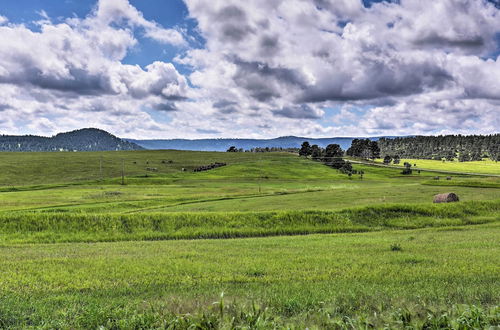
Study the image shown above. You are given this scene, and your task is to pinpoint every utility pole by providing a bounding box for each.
[258,155,262,195]
[122,159,125,186]
[99,157,104,181]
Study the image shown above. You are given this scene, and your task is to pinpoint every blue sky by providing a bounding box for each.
----
Can you convert the items above into a JSON list of strings, with one string per line, no blank lines, and the pictures left out?

[
  "Study the image shown above. You are given this scene, and your task is to pinpoint every utility pole by providing a bounding box for each.",
  "[258,155,262,195]",
  "[122,159,125,186]",
  "[99,157,104,181]",
  "Study the image shown above. You are given this scene, and your task is to pinpoint every blue sky by providing a bounding box for each."
]